| PASSAGE FOR REVIEW |
==*==

In 2007, a suspect in the case emerged, Joseph Wayne Burnette, then 36, who was a convicted sex offender and was in prison for another crime at the time police announced their suspicions that he was the murderer. Burnette previously denied involvement in the murder; however, on August 27, 2018, he confessed to the killing of Lavender Doe, along with the 2018 murder of Felisha Pearson. Burnette claimed he convinced the victim to enter his vehicle when she was selling items from a magazine.

After Dodd's body remained unidentified, she was buried in Longview, Texas. In 2013, an exhumation took place in order to create the digital three-dimensional forensic facial reconstruction by the National Center for Missing and Exploited Children to provide an estimation of her appearance during life, as the state of her body upon discovery prevented visual identification. A three-dimensional clay reconstruction and a sketch had previously been created.

==*==

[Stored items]
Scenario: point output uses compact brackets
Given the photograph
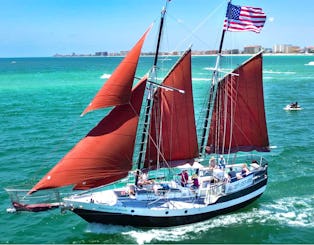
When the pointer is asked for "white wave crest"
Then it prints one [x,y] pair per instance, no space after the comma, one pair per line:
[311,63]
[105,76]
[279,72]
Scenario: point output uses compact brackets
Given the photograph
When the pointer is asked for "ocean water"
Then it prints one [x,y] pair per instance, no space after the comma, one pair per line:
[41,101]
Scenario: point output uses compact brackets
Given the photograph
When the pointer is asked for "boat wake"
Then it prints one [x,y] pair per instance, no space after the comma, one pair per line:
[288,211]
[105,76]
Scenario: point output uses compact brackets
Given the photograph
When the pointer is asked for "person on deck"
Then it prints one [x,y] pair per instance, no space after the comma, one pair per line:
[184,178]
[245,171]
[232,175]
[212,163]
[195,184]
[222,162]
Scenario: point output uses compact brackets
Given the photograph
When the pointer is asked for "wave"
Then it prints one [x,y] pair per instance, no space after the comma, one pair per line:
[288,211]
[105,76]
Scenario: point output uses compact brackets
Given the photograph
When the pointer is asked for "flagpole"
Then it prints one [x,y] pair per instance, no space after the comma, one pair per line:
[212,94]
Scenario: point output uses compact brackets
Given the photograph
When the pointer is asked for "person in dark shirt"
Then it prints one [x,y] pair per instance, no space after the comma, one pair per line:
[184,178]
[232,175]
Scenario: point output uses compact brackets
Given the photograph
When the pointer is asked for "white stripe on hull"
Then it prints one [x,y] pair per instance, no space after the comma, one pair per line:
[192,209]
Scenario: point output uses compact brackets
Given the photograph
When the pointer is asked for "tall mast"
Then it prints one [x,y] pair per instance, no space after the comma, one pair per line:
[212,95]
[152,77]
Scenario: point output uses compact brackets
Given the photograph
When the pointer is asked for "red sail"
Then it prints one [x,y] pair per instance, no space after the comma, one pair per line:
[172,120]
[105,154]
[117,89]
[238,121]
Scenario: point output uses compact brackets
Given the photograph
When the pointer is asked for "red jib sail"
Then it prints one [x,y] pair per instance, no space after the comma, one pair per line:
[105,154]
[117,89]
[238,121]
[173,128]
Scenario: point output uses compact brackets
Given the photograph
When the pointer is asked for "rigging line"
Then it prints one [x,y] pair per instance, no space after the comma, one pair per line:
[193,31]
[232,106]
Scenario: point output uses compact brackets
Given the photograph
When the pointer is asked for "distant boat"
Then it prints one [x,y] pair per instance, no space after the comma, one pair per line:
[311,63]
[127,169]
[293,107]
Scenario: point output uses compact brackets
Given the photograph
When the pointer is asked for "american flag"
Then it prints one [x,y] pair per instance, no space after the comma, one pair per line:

==*==

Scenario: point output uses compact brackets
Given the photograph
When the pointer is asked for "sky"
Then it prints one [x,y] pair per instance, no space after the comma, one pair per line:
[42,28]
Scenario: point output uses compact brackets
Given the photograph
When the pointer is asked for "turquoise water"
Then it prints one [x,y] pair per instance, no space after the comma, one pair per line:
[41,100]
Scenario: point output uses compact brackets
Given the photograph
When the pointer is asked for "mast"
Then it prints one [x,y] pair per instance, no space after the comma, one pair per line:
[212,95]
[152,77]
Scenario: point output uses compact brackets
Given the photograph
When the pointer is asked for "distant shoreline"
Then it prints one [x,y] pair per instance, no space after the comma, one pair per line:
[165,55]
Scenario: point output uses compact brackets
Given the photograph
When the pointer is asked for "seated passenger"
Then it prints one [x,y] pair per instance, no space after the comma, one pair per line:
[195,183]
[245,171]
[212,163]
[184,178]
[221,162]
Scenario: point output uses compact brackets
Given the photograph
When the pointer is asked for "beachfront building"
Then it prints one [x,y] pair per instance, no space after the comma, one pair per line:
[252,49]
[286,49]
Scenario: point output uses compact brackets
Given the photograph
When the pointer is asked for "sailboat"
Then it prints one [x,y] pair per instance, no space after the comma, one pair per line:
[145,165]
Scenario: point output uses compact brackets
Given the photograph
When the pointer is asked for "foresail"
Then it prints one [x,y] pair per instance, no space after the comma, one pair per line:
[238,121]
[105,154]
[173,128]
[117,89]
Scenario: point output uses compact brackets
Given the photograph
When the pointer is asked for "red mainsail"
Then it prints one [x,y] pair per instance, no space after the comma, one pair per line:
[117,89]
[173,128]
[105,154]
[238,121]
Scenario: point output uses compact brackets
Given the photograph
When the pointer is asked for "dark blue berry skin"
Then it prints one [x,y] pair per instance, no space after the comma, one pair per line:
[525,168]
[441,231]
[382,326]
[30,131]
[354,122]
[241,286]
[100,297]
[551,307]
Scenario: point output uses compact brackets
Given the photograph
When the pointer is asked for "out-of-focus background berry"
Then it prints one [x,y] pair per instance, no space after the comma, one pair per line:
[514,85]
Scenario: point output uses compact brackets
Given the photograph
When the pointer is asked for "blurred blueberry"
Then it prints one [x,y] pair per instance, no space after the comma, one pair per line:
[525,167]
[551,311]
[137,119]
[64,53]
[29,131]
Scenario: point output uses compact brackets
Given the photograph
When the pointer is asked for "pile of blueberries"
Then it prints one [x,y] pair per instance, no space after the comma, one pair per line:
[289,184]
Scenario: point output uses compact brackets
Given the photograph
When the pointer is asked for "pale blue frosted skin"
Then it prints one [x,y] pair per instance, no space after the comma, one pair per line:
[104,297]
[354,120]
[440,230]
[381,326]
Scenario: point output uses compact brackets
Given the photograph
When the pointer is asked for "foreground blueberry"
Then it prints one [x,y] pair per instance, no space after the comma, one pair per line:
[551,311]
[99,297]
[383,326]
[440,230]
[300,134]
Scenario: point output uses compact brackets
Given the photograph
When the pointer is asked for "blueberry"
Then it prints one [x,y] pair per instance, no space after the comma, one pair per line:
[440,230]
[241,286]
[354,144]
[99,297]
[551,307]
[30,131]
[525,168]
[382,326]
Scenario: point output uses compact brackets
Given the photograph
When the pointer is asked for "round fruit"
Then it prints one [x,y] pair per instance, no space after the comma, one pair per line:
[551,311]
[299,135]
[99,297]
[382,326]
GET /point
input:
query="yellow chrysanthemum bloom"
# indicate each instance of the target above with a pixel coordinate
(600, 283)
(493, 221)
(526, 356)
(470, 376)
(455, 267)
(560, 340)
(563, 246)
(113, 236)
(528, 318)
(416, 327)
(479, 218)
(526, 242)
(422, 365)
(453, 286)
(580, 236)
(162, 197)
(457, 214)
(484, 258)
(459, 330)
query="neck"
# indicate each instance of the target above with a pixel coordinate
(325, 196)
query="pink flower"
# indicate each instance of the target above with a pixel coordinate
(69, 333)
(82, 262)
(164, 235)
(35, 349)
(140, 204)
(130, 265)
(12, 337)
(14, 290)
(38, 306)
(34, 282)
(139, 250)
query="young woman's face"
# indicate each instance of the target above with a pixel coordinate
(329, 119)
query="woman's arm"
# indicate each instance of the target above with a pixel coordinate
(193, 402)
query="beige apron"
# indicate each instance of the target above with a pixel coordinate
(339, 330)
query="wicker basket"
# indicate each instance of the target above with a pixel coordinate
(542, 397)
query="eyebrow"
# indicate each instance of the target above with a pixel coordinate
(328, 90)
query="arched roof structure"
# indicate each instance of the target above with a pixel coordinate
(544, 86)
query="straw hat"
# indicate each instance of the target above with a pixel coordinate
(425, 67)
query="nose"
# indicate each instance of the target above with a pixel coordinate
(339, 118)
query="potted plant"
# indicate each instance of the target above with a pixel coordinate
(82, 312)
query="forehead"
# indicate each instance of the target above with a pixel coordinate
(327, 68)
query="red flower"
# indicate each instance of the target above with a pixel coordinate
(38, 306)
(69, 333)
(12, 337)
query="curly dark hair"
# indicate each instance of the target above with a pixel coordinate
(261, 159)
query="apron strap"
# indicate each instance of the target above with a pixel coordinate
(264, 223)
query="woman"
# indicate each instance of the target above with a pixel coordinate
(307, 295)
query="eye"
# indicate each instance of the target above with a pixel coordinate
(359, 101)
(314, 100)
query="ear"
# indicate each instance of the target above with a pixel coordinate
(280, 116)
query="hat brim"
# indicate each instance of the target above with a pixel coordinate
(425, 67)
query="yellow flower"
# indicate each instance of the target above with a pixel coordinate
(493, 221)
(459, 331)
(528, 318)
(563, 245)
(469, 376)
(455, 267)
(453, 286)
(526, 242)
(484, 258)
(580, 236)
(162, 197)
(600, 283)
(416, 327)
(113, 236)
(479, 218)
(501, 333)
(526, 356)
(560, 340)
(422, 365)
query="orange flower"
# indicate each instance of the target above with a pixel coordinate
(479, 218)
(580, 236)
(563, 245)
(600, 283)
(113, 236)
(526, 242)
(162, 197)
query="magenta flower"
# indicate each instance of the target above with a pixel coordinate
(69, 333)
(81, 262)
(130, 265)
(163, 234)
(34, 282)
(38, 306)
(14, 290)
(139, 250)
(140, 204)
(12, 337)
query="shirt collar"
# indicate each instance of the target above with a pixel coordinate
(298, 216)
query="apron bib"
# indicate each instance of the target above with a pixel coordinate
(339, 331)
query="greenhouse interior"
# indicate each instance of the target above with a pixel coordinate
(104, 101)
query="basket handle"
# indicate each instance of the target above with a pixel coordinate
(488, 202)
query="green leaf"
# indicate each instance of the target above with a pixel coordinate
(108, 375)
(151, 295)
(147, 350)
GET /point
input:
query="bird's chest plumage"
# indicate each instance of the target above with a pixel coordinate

==*==

| WORK ITEM |
Continue the passage on the Lavender Doe case, starting right after its last sentence.

| WRITTEN REPLY |
==Aftermath==
In 2018, the DNA Doe Project took on the case to try to uncover Lavender Doe's identity. The organization raised $1,400 to analyze her DNA profile for genealogy research and estimate her ethnicity. They found Lavender Doe had Czech ancestry and identified a first cousin once removed who lived in East Texas 30 miles from where the body was found. In January 2019, the DNA Doe Project, in collaboration with the Aerodyne and Full Genomes Corporation team, announced they had identified Lavender Doe and that her identity would be released after Burnette's trial. Despite this, her identity was released on February 11, 2019. Her mother had left her when she was a baby and died in 2006; her father was homeless. She lived for a time with her stepmother and was last known to reside in Jacksonville, Florida, where she had lived with her half-siblings.

Dodd left her family in Florida in 2000, but was reportedly last seen in 2003. She had joined a door-to-door magazine sales team known for exploiting runaways under the ruse of travel opportunities. Authorities speculated that Dodd may have been selected by Burnette as a victim as she solicited customers in the parking lot of a Walmart in the area.

It was decided to leave Dodd's body where it was originally buried, as members of the police community spent years visiting and caring for the gravesite.

In December 2020, Burnette pleaded guilty to Dodd and Pearson's murders and was sentenced to 50 years for each murder.